# [What the exercise asks]
Please arrange every line of all the items below as a Markdown table with the columns "Row" and "Line", skipping blank lines.

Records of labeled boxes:
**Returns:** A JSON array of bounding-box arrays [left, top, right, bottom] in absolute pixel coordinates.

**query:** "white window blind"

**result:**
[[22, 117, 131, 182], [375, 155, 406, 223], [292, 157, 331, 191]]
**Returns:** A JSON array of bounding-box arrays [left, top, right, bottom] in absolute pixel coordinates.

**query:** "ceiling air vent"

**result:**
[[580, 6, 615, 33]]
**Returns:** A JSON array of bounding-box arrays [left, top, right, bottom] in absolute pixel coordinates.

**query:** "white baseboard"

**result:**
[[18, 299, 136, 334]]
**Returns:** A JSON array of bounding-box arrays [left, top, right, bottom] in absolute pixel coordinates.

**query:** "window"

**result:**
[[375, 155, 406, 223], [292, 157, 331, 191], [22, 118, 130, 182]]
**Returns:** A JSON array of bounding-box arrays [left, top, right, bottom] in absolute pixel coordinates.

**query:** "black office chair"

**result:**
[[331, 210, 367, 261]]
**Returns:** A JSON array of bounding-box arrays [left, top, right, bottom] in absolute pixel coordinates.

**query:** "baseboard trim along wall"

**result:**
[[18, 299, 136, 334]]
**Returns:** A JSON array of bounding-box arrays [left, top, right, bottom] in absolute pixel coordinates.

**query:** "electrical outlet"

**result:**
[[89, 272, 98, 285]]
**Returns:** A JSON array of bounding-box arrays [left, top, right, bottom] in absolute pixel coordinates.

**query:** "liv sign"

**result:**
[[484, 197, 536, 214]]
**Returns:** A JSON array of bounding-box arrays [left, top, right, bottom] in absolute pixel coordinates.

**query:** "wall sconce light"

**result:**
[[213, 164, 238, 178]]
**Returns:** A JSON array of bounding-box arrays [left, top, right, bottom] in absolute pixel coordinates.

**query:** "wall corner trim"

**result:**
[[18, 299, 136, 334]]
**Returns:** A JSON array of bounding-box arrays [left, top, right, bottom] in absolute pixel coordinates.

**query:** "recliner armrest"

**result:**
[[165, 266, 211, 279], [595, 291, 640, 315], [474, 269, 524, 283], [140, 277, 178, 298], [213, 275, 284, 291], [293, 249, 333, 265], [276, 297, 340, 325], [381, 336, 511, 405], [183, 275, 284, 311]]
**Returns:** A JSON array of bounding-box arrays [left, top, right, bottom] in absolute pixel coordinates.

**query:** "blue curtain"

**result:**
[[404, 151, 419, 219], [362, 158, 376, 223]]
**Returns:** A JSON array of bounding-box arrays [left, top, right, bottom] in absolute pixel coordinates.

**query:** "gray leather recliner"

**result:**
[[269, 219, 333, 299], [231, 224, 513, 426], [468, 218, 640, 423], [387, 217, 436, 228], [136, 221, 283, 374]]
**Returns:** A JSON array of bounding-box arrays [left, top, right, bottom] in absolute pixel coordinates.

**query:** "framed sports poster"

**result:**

# [Correct result]
| Row | Line |
|---|---|
| 1 | **Returns:** A JSON array of bounding-box arrays [left, top, right, bottom] in absolute pixel coordinates. |
| 2 | **query:** "white window blind" |
| 3 | **result:** |
| 4 | [[22, 117, 131, 182], [375, 155, 406, 223], [292, 157, 331, 191]] |
| 5 | **Returns:** A JSON array of bounding-box arrays [left, top, right, bottom] in absolute pixel coordinates. |
| 6 | **query:** "ceiling air vent" |
| 7 | **result:** |
| 8 | [[580, 6, 615, 33]] |
| 9 | **Returns:** A JSON array of bounding-box arrays [left, top, right, bottom] in absolute pixel coordinates. |
| 10 | **query:** "white baseboard" |
| 11 | **result:** |
| 12 | [[18, 299, 136, 334]] |
| 13 | **Returns:** A JSON array of bounding-box arrays [left, top, right, bottom] in absolute pixel coordinates. |
| 14 | **query:** "window" |
| 15 | **result:** |
| 16 | [[375, 155, 406, 223], [292, 157, 331, 191], [22, 118, 130, 182]] |
| 17 | **Returns:** A JSON array of bounding-box arrays [left, top, right, bottom] in absolute pixel coordinates. |
| 18 | **query:** "black office chair" |
| 19 | **result:** |
| 20 | [[331, 210, 367, 261]] |
| 21 | **Returns:** A JSON array of bounding-box arrays [left, top, right, bottom] in absolute pixel coordinates. |
| 22 | **query:** "baseboard trim along wall" |
| 23 | **result:** |
| 24 | [[18, 299, 136, 334]] |
| 25 | **Returns:** A JSON array of bounding-box arrays [left, top, right, bottom] in absolute pixel coordinates. |
| 26 | **query:** "electrical outlet" |
| 27 | **result:** |
| 28 | [[89, 272, 98, 285]] |
| 29 | **Returns:** A JSON array of bounding-box arrays [left, top, right, bottom] in absolute pixel coordinates. |
| 30 | **query:** "liv sign" |
| 31 | **result:** |
| 32 | [[484, 197, 536, 214]] |
| 33 | **Returns:** A JSON array of bounding-box arrays [left, top, right, bottom] in absolute pixel coordinates. |
| 34 | **query:** "wall sconce light" |
| 35 | **result:** |
| 36 | [[213, 164, 238, 178]] |
| 37 | **Returns:** A JSON array of bounding-box arrays [left, top, right, bottom] in absolute pixel coordinates. |
| 38 | **query:** "wall corner trim" |
| 39 | **result:** |
| 40 | [[18, 299, 136, 334]] |
| 41 | **Returns:** A JSON array of bounding-box arrays [left, top, right, bottom] in absolute pixel coordinates. |
| 42 | **query:** "recliner armrest" |
| 43 | **result:** |
| 44 | [[165, 266, 211, 279], [595, 291, 640, 315], [474, 269, 524, 283], [140, 277, 178, 298], [213, 275, 284, 291], [293, 249, 333, 265], [276, 297, 340, 325], [381, 336, 511, 405], [183, 275, 284, 311]] |
| 45 | **Returns:** A JSON array of bounding-box arrays [left, top, right, bottom] in absolute pixel coordinates. |
| 46 | **query:** "blue curtain" |
| 47 | **result:** |
| 48 | [[404, 151, 419, 219], [362, 158, 376, 223]] |
| 49 | **Returns:** A JSON array of bounding-box arrays [left, top, right, bottom] in absolute pixel coordinates. |
| 50 | **query:** "gray leather recliner" |
| 51 | **result:** |
| 52 | [[269, 219, 333, 299], [231, 224, 513, 426], [468, 218, 640, 423], [387, 217, 436, 228], [136, 221, 283, 374]] |
| 53 | **Returns:** A JSON array of bounding-box arrays [left, top, right, bottom] in absolute pixel coordinates. |
| 54 | **query:** "framed sports poster" |
| 55 | **result:** |